You are viewing a plain text version of this content. The canonical link for it is here.
Posted to issues@hive.apache.org by "Mustafa İman (Jira)" <ji...@apache.org> on 2021/04/05 21:51:00 UTC
[jira] [Resolved] (HIVE-24595) Vectorization causing incorrect
results for scalar subquery
[ https://issues.apache.org/jira/browse/HIVE-24595?page=com.atlassian.jira.plugin.system.issuetabpanels:all-tabpanel ]
Mustafa İman resolved HIVE-24595.
---------------------------------
Fix Version/s: 4.0.0
Resolution: Invalid
> Vectorization causing incorrect results for scalar subquery
> -----------------------------------------------------------
>
> Key: HIVE-24595
> URL: https://issues.apache.org/jira/browse/HIVE-24595
> Project: Hive
> Issue Type: Bug
> Components: Vectorization
> Affects Versions: 3.0.0
> Reporter: Vineet Garg
> Assignee: Mustafa İman
> Priority: Major
> Labels: pull-request-available
> Fix For: 4.0.0
>
> Time Spent: 0.5h
> Remaining Estimate: 0h
>
> *Repro*
> {code:sql}
> CREATE EXTERNAL TABLE `alltypessmall`(
> `id` int,
> `bool_col` boolean,
> `tinyint_col` tinyint,
> `smallint_col` smallint,
> `int_col` int,
> `bigint_col` bigint,
> `float_col` float,
> `double_col` double,
> `date_string_col` string,
> `string_col` string,
> `timestamp_col` timestamp)
> PARTITIONED BY (
> `year` int,
> `month` int)
> ROW FORMAT SERDE
> 'org.apache.hadoop.hive.serde2.lazy.LazySimpleSerDe'
> WITH SERDEPROPERTIES (
> 'escape.delim'='\\',
> 'field.delim'=',',
> 'serialization.format'=',')

Object-pointing dataset rows
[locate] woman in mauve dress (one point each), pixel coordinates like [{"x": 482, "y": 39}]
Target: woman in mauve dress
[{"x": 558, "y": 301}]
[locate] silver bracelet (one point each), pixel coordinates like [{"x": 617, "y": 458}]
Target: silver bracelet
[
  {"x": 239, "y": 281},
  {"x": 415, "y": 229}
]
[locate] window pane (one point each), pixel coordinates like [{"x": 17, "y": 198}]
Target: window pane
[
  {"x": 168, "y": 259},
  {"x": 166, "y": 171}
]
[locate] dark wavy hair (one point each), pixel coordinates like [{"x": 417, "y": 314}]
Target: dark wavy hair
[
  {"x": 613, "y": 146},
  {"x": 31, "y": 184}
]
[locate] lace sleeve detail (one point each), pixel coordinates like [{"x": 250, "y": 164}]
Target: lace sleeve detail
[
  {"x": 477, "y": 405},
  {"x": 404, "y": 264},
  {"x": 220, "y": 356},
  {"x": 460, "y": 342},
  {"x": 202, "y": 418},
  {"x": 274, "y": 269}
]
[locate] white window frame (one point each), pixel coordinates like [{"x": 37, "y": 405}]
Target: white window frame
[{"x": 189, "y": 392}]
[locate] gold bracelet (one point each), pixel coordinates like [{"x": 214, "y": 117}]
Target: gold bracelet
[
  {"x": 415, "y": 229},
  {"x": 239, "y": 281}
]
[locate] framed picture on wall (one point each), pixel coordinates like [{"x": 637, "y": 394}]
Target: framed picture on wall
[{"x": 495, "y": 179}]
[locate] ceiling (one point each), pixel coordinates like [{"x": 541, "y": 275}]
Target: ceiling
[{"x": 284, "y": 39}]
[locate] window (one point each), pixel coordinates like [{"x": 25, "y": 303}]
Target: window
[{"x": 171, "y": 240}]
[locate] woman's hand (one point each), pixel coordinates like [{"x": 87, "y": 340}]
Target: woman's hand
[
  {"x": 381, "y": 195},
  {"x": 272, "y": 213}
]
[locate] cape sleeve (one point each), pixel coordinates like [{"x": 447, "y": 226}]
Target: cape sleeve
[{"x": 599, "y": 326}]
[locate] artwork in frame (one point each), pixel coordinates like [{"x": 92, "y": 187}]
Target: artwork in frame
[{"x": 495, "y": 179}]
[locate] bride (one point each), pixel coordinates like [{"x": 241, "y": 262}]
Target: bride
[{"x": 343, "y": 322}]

# Aim of the task
Could you carry on the Hive bug report from the point where it stops?

# Answer to the problem
> STORED AS INPUTFORMAT
> 'org.apache.hadoop.mapred.TextInputFormat'
> OUTPUTFORMAT
> 'org.apache.hadoop.hive.ql.io.HiveIgnoreKeyTextOutputFormat'
> TBLPROPERTIES (
> 'DO_NOT_UPDATE_STATS'='true',
> 'OBJCAPABILITIES'='EXTREAD,EXTWRITE',
> 'STATS_GENERATED'='TASK',
> 'impala.lastComputeStatsTime'='1608312793',
> 'transient_lastDdlTime'='1608310442') ;
> insert into alltypessmall partition(year=2002,month=1) values(1, true, 3,3,4,3434,5.4,44.3,'str1','str2', '01-01-2001');
> insert into alltypessmall partition(year=2002,month=1) values(1, true, 3,3,4,3434,5.4,44.3,'str1','str2', '01-01-2001');
> insert into alltypessmall partition(year=2002,month=1) values(1, true, 3,3,40,3434,5.4,44.3,'str1','str2', '01-01-2001');
> {code}
> Following query should fail but it succeeds
> {code:sql}
> SELECT id FROM alltypessmall
> WHERE int_col =
> (SELECT int_col
> FROM alltypessmall)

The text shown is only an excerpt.